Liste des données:
—————
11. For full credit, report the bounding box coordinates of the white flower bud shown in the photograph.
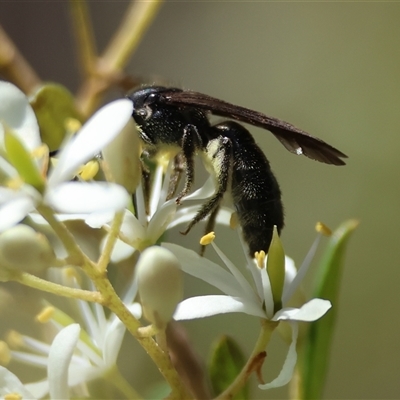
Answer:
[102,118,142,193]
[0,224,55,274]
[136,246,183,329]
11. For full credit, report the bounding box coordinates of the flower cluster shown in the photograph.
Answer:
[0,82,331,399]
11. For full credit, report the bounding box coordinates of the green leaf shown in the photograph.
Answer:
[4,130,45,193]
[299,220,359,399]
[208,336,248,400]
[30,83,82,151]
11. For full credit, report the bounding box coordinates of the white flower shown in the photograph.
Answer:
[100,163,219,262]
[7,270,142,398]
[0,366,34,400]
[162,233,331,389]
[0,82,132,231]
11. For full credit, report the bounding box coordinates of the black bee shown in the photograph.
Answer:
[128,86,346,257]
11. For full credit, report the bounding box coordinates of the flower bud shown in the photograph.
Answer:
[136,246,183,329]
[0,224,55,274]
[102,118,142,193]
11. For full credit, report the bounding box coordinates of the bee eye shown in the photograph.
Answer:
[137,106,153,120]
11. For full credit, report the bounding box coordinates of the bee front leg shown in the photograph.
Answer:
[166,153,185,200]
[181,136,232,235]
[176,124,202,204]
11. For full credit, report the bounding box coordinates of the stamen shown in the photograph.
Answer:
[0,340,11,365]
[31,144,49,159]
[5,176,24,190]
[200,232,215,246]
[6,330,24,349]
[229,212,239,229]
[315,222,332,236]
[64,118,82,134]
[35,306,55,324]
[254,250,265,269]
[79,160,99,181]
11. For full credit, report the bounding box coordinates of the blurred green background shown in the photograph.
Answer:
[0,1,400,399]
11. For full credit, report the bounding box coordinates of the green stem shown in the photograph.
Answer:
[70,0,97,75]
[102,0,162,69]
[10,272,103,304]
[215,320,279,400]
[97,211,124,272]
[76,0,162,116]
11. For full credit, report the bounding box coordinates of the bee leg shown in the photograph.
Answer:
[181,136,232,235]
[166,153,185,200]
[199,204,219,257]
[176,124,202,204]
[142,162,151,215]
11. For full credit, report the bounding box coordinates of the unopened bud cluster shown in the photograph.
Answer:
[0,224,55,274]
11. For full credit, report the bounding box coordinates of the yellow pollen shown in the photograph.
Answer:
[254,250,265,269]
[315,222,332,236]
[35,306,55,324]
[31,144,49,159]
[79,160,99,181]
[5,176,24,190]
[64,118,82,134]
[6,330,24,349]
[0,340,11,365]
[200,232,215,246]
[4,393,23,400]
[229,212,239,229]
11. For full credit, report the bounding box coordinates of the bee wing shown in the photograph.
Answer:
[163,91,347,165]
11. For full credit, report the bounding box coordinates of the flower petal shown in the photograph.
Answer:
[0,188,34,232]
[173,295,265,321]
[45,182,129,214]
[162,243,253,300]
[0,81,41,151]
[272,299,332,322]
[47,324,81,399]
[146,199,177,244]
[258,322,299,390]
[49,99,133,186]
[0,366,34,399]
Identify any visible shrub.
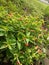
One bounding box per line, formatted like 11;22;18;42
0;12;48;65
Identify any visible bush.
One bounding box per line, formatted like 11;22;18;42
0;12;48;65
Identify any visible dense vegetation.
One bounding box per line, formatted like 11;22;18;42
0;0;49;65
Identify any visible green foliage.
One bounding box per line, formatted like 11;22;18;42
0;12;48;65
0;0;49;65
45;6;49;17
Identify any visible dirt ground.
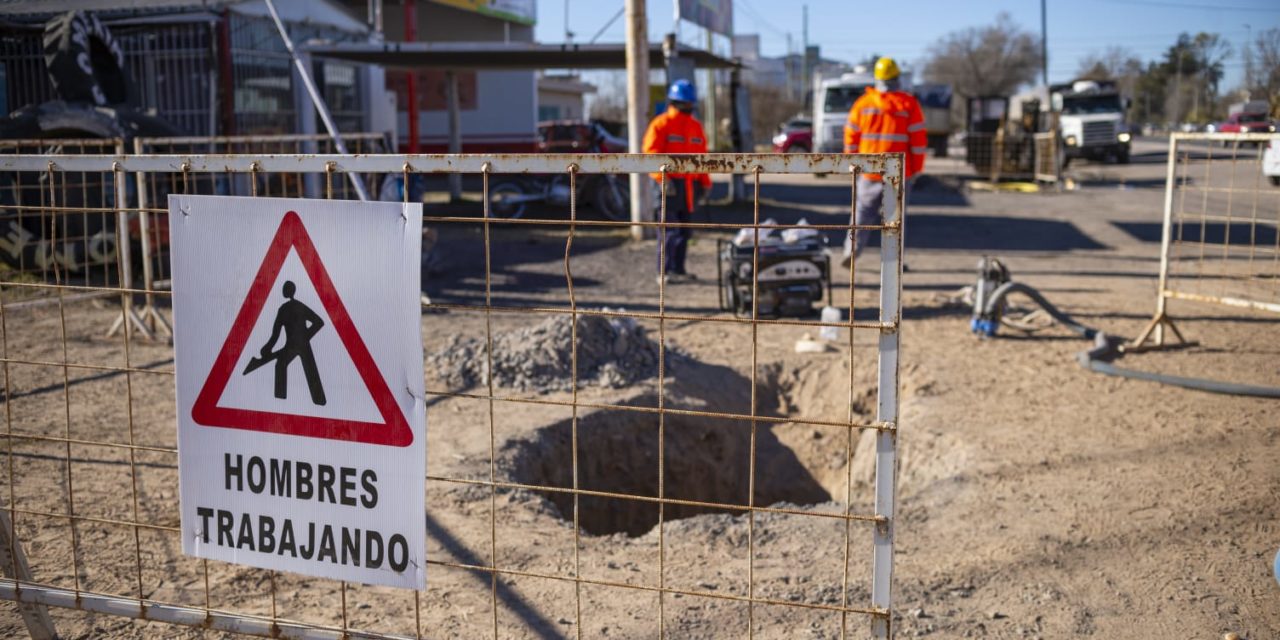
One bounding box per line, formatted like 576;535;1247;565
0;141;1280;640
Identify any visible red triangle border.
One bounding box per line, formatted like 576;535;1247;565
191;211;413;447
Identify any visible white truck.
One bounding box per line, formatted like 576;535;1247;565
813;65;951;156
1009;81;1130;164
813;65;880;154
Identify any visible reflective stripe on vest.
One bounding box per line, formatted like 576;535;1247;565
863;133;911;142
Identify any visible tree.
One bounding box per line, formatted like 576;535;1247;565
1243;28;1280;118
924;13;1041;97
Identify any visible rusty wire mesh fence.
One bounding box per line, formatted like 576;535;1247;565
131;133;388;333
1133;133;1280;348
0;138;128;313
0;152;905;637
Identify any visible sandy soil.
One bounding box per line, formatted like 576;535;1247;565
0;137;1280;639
—————
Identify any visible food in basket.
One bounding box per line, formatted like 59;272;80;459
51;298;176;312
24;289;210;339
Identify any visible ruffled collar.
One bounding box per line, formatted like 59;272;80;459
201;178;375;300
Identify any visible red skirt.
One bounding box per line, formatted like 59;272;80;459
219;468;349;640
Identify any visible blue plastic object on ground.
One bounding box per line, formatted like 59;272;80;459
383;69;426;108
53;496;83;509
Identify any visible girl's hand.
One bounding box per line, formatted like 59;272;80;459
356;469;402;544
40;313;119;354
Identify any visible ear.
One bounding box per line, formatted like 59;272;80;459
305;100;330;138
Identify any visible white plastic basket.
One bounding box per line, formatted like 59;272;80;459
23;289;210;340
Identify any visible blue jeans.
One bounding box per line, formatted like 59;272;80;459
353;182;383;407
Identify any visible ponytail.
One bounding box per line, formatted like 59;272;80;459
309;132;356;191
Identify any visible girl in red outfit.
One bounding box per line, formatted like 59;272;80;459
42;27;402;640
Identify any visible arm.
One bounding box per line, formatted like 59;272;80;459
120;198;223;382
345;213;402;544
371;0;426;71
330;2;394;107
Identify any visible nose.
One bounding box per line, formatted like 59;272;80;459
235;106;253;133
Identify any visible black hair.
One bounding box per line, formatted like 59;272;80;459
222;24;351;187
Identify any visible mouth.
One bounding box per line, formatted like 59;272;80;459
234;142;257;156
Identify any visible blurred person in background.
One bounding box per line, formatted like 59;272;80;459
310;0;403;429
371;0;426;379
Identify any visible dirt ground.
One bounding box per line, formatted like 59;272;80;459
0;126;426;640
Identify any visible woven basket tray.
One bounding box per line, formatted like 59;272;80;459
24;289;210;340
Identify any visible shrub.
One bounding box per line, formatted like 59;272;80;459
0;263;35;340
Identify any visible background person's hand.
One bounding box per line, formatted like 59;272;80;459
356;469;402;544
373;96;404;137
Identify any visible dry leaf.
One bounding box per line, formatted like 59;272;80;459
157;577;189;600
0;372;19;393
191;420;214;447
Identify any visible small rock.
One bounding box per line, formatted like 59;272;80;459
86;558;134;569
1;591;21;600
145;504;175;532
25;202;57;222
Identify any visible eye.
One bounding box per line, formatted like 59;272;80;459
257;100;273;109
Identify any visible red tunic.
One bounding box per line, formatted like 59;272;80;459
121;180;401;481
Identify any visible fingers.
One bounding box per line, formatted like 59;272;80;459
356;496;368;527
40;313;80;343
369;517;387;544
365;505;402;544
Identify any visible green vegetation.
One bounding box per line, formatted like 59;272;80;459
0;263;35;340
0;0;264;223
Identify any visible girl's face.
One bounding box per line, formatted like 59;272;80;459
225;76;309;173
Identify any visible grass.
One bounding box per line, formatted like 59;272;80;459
—————
Énoncé: Reprenez les lignes comprises entre celle qui contient « Identify any visible dense vegetation. » et celle qui contient « 191;211;413;447 », incluses, en substituant « Locate » à « Identify » sans rien modifier d'autre. Laissez les images hors de la réponse.

Réponse produite:
Locate any visible dense vegetation.
One bounding box per line, formatted like 11;22;18;42
0;0;49;65
Locate any visible green foliage.
One bounding box per line, formatted like 11;22;18;42
0;12;48;65
0;0;49;65
45;6;49;17
Locate any visible dirt ground.
One bounding box per line, formatted like 576;535;1247;565
0;141;1280;640
Locate any visible red triangle border.
One bounding box per line, formatted like 576;535;1247;565
191;211;413;447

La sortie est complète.